Reproduce the complete listing without any deviation.

BEGIN RAW RECORDS

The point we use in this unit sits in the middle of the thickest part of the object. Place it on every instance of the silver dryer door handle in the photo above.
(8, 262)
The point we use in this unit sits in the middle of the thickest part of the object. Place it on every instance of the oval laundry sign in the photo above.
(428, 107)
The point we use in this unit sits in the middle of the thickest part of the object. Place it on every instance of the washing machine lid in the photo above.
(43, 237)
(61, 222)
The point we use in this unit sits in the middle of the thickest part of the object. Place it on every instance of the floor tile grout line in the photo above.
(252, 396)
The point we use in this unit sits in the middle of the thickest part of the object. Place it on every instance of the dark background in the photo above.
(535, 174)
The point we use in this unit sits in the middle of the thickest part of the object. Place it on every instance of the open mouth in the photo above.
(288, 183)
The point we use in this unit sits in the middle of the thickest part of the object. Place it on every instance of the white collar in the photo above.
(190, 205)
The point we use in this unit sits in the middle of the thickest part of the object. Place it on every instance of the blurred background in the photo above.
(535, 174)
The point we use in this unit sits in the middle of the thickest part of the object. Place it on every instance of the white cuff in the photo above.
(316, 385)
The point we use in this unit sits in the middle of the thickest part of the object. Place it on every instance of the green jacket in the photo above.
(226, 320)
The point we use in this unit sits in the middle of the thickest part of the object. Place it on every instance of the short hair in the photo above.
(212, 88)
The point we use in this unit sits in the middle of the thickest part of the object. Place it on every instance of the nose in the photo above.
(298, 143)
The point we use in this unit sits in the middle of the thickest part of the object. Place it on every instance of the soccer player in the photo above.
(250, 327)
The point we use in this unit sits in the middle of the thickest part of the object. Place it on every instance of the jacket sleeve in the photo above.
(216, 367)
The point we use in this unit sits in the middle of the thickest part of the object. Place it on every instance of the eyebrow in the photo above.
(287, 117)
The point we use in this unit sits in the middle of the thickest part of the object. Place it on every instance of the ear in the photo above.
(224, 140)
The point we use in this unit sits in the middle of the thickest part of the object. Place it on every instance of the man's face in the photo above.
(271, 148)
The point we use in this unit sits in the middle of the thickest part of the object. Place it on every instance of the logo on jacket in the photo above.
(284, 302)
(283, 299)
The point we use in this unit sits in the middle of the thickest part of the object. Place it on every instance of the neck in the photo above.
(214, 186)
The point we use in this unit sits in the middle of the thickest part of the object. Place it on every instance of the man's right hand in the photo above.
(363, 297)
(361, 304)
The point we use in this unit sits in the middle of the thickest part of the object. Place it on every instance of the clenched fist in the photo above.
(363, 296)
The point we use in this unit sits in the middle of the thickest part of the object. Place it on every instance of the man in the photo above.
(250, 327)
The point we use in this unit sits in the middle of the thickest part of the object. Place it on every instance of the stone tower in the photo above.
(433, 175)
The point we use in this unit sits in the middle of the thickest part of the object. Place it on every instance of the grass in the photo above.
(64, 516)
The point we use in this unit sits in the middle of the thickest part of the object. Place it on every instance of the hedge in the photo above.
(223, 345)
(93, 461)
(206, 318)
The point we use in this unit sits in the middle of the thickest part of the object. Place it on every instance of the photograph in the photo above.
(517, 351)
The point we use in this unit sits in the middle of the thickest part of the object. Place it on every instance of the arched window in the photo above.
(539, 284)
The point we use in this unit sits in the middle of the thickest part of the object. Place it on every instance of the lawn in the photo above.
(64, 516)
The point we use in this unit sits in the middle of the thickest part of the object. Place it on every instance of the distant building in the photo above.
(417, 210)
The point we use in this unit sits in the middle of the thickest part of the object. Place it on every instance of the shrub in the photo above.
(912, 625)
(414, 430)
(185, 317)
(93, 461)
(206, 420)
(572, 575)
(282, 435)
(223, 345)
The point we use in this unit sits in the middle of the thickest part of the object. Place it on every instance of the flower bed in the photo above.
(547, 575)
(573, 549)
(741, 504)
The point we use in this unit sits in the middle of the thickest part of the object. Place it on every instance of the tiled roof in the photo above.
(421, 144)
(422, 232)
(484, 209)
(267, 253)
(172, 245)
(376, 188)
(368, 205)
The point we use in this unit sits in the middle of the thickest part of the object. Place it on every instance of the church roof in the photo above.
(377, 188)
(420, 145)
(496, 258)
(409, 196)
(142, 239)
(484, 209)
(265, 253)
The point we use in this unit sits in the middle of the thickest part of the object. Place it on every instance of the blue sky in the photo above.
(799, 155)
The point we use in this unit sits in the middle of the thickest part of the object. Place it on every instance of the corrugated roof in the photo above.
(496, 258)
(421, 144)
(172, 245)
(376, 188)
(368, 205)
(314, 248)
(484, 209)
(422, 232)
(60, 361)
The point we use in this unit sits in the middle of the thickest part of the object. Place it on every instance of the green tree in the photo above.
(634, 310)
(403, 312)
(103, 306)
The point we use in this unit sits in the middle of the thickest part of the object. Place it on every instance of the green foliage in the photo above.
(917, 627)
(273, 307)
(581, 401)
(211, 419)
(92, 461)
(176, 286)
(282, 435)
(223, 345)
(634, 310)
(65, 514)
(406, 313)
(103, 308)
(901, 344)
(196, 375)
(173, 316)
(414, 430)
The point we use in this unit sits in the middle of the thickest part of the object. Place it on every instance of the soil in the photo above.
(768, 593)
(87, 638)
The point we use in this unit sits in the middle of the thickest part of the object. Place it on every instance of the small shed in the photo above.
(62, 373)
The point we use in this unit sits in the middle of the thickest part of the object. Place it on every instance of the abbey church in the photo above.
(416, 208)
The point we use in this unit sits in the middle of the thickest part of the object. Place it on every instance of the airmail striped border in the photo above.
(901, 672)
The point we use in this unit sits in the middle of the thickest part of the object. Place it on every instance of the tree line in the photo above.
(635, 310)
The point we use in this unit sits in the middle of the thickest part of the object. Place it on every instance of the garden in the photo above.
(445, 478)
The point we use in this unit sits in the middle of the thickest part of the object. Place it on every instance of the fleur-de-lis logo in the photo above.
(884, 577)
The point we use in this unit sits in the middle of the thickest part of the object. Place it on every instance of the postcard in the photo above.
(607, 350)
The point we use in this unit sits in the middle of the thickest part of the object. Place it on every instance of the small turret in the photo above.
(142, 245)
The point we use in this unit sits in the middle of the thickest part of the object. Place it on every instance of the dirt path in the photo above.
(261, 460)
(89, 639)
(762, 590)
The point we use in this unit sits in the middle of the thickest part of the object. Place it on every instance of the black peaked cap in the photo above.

END RAW RECORDS

**ANSWER TO THE TASK**
The point we use in this unit sits in the middle of the thickest part of the object. Place it on every instance of the silver dryer door handle in the photo above.
(8, 262)
The point we use in this unit sits in the middle of the thickest part of the object. Place it on every instance of the oval laundry sign in the photo above.
(428, 107)
The point we use in this unit sits in the middle of the thickest part of the object. Place it on every instance of the washing machine lid in the photo above.
(43, 237)
(61, 222)
The point we use in this unit sits in the middle of the thickest part of the object. Place it on every instance of the floor tile grout line in the photo above.
(252, 396)
The point we use in this unit sits in the middle of the thickest part of the object. Place it on every instance of the dark background in the photo above.
(535, 174)
The point we use in this unit sits in the middle of the thickest part of the object. Place it on every instance of the open mouth in the photo above.
(288, 183)
The point we use in this unit sits in the middle of the thickest part of the object. Place it on every instance of the white collar in the photo above.
(190, 205)
The point we use in this unit sits in the middle of the thickest part of the object. Place it on every instance of the blurred background in the photo above.
(535, 174)
The point we use in this unit sits in the middle of the thickest part of the object. Place it on every instance of the white cuff in the photo above.
(316, 385)
The point we use in this unit sits in the middle of the thickest part of the object. Place it on every instance of the green jacket in the photo above.
(226, 320)
The point we use in this unit sits in the middle of the thickest part of the object. Place it on every instance of the short hair in the photo above.
(212, 88)
The point we use in this unit sits in the middle of the thickest part of the object. Place it on every instance of the nose in the photo above.
(298, 143)
The point we use in this unit sits in the middle of the thickest part of the object. Place it on every instance of the soccer player in the photo above.
(250, 327)
The point we use in this unit sits in the middle of the thickest part of the object. Place it on every instance of the jacket sleeve in the photo above.
(216, 367)
The point we use in this unit sits in the middle of the thickest part of the object. Place it on every instance of the eyebrow in the photo above.
(287, 117)
The point we use in this unit sits in the middle of the thickest part of the object. Place it on every instance of the ear in the photo above.
(224, 140)
The point we use in this unit sits in the middle of the thickest part of the object. Place it on every instance of the man's face in the photo above.
(271, 148)
The point we use in this unit sits in the middle of the thickest part of the object. Place it on every instance of the logo on jacket in the photo above.
(284, 302)
(283, 299)
The point we use in this unit sits in the middle of the thickest part of the object. Place it on every instance of the neck in the photo above.
(214, 186)
The point we use in this unit sits in the middle of the thickest part of the object. Place it on every instance of the man's right hand in the photo above.
(363, 297)
(361, 304)
The point we use in this unit sits in the middle of the thickest part of the object. Place it on every instance of the clenched fist in the photo above.
(363, 296)
The point we use in this unit sits in the middle of the thickest part of the object. Place it on every instance of the man in the photo above.
(250, 327)
The point we use in this unit sits in the middle of the thickest part of the object. Place it on every instance of the stone tower in the photo above.
(433, 175)
The point we use in this unit sits in the middle of the thickest part of the object. Place it on every instance of the grass in the photo above.
(64, 516)
The point we use in this unit sits in the middle of the thickest part of the object. Place it on every instance of the hedge in the photo above.
(223, 345)
(93, 461)
(206, 318)
The point we use in this unit sits in the middle of the thickest part of the object. Place it on every instance of the photograph in the photo above.
(517, 351)
The point we use in this unit sits in the middle of the thickest part of the object. Place it on every instance of the arched window in the photo above.
(539, 284)
The point we use in this unit sits in the middle of the thickest part of the object. Place it on every instance of the lawn in the photo above.
(64, 516)
The point we use in this unit sits in the middle of the thickest part of the object. Place it on every instance of the distant building in the photo above.
(417, 210)
The point we use in this unit sits in the middle of the thickest part of the object. Place it on every instance of the shrub in the photo above.
(912, 625)
(414, 430)
(185, 317)
(93, 461)
(206, 420)
(572, 575)
(282, 435)
(223, 345)
The point we use in this unit sits in the middle of the thickest part of the object. Place it on every instance of the flower bed in the photo above.
(547, 575)
(573, 549)
(741, 504)
The point we use in this unit sits in the middle of the thickest part of the object. Place it on every instance of the tiled roof in the photo above.
(421, 144)
(422, 232)
(484, 209)
(267, 253)
(172, 245)
(376, 188)
(368, 205)
The point we use in this unit sits in the middle of the thickest part of the object. Place it on every instance of the church roof in the photo above.
(377, 188)
(420, 145)
(496, 258)
(409, 196)
(142, 239)
(484, 209)
(265, 253)
The point we use in this unit sits in the middle of the thickest part of the object. Place it on every instance of the blue sky in the photo above.
(799, 155)
The point we use in this unit sits in the middle of the thickest part of the object. Place it on every instance of the corrugated roof in the photo above.
(496, 258)
(421, 144)
(172, 245)
(376, 188)
(368, 205)
(314, 248)
(484, 209)
(422, 232)
(60, 361)
The point we use in this unit sits in the middle of the thickest part of the object. Place it on every instance of the green tree in the photo above.
(634, 310)
(403, 312)
(103, 306)
The point we use in this unit sits in the middle of the thickest part of the object. Place it on every instance of the green foliage in the photo above.
(917, 627)
(273, 307)
(581, 401)
(211, 419)
(92, 461)
(176, 286)
(282, 435)
(223, 345)
(634, 310)
(65, 514)
(406, 313)
(103, 308)
(901, 344)
(196, 375)
(173, 316)
(414, 430)
The point we use in this unit sits in the middle of the thickest part of the object. Place it on every instance of the soil in the photo above.
(768, 593)
(87, 638)
The point we use in this unit sits in the middle of the thickest part of the object. Place it on every instance of the small shed in the photo above.
(62, 373)
The point we use in this unit sits in the middle of the thickest part of the object. Place it on every instance of the abbey church in the photo above.
(416, 208)
The point we use in this unit sits in the middle of the thickest part of the object. Place it on every instance of the airmail striped border in the photo above.
(901, 672)
The point we use in this unit sits in the middle of the thickest part of the object. Place it on every instance of the tree line in the photo above.
(635, 310)
The point we use in this unit sits in the middle of the thickest part of the object. Place it on every instance of the garden in the photo above.
(445, 478)
The point we use in this unit sits in the middle of the thickest part of the object. Place it on every instance of the fleur-de-lis logo in the photo above.
(884, 577)
The point we use in this unit sits in the middle of the thickest part of the object. Place it on every instance of the postcard in the photo above.
(607, 350)
The point we use in this unit sits in the middle of the thickest part of the object. Place it on every instance of the small turret in the photo above.
(142, 245)
The point we use in this unit sits in the middle of the thickest part of the object. Place it on every instance of the dirt path in the photo above.
(261, 460)
(89, 639)
(762, 590)
The point we use in this unit sits in the middle of the thickest part of the object. Place it on every instance of the black peaked cap in the photo above.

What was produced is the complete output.